PROBLEM STATEMENT »
Give every line of the records exactly, please, from the first up to and including the one containing "dried leaf in the given photograph.".
-- DATA LISTING follows --
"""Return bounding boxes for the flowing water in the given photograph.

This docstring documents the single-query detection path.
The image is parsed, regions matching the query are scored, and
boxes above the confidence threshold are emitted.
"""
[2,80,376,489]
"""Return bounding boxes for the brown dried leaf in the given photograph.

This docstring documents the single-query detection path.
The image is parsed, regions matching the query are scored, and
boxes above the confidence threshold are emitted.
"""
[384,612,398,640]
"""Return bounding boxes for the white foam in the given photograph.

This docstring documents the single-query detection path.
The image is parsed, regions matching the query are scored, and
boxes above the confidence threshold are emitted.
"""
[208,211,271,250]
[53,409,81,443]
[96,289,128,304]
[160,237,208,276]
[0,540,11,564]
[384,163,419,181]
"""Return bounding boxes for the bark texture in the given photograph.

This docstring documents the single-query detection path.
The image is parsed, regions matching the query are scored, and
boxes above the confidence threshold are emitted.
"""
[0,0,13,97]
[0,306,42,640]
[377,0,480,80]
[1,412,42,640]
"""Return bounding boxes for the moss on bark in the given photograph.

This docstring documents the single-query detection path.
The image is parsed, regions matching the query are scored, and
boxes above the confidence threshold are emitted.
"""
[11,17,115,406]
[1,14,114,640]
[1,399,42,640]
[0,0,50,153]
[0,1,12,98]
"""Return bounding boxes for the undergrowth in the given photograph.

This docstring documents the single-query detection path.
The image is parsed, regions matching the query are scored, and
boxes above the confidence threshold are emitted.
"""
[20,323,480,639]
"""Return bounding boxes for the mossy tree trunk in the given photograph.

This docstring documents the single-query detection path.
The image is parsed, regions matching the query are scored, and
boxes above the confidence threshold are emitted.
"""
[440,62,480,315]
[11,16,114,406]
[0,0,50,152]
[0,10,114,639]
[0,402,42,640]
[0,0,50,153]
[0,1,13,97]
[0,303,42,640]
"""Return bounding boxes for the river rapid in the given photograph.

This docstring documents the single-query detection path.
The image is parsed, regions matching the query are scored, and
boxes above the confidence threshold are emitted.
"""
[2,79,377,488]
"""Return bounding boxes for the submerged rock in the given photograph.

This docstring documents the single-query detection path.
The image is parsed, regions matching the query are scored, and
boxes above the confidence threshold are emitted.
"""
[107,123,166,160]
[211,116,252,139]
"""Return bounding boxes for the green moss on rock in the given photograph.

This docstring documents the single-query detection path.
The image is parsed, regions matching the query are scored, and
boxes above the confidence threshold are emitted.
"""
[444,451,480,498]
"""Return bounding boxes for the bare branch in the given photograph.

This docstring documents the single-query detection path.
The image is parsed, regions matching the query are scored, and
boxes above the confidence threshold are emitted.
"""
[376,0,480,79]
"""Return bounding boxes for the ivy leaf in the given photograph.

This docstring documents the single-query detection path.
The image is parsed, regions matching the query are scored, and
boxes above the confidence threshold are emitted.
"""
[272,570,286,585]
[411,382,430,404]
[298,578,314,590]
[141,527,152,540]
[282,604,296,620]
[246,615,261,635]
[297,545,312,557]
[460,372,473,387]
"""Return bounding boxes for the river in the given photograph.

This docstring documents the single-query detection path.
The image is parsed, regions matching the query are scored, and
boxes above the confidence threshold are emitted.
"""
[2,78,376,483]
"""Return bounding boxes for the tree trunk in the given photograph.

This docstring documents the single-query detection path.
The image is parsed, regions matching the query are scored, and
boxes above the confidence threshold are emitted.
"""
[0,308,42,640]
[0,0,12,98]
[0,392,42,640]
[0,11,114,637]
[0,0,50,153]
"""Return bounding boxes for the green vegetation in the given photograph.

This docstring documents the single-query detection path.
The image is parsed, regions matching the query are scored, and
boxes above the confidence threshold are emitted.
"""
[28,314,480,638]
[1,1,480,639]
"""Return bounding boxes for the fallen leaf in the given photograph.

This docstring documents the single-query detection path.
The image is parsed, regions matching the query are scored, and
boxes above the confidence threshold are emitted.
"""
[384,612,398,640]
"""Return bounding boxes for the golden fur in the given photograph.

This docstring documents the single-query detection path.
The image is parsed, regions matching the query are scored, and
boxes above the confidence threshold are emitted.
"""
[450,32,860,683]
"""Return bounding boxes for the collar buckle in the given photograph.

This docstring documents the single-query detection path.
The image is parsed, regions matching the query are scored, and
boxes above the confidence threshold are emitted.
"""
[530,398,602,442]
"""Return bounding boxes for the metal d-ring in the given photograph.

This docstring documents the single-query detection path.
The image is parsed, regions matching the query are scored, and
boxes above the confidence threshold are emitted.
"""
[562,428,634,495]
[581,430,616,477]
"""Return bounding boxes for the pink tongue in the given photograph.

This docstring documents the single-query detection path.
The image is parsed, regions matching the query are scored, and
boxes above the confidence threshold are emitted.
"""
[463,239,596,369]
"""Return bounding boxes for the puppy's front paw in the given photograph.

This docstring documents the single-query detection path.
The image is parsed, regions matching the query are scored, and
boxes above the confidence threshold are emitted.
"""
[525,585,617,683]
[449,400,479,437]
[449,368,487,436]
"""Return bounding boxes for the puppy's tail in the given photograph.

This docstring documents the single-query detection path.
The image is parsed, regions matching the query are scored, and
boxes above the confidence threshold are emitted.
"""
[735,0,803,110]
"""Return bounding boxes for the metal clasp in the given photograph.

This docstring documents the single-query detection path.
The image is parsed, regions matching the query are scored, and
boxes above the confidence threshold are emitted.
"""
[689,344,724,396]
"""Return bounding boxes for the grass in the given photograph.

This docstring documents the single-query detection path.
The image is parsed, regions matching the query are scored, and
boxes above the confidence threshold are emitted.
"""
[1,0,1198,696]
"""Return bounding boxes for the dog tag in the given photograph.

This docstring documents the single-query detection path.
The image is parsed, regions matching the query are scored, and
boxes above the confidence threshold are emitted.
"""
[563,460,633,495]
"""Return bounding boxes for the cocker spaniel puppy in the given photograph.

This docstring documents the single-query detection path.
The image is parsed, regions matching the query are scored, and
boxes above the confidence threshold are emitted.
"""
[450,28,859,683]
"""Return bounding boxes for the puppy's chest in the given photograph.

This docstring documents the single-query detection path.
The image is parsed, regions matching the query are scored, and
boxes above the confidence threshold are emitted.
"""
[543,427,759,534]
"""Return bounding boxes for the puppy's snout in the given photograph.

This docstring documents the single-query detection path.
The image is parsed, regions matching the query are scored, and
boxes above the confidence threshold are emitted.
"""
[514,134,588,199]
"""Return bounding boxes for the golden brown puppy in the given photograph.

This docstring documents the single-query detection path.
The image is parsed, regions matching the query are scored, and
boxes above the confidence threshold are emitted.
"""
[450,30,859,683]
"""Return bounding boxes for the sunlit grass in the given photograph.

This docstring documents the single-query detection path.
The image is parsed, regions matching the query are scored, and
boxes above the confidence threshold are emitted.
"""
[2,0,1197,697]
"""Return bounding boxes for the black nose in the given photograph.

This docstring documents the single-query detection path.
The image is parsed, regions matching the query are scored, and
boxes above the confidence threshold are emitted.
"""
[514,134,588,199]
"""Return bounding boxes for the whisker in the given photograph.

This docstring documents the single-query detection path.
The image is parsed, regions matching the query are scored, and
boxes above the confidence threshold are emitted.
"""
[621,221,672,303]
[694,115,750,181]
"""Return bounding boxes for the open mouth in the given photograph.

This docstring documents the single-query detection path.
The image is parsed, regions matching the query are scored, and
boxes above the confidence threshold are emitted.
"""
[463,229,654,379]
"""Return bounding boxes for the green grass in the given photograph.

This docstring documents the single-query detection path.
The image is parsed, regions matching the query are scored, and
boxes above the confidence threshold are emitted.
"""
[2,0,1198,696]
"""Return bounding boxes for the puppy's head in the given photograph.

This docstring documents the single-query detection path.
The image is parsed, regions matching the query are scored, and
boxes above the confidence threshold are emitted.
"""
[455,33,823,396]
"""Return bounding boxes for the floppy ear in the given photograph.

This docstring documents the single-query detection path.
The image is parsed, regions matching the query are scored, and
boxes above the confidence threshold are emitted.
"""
-- DATA LISTING concluded --
EXERCISE SOLUTION »
"""Return bounding boxes for the flowing water in the given photograph.

This docstring documents the single-query detection path.
The image is parsed, regions matching the query are scored, and
boxes above the confidence threshold are emitted.
"""
[2,80,376,489]
"""Return bounding boxes for the brown dried leaf in the given photograph.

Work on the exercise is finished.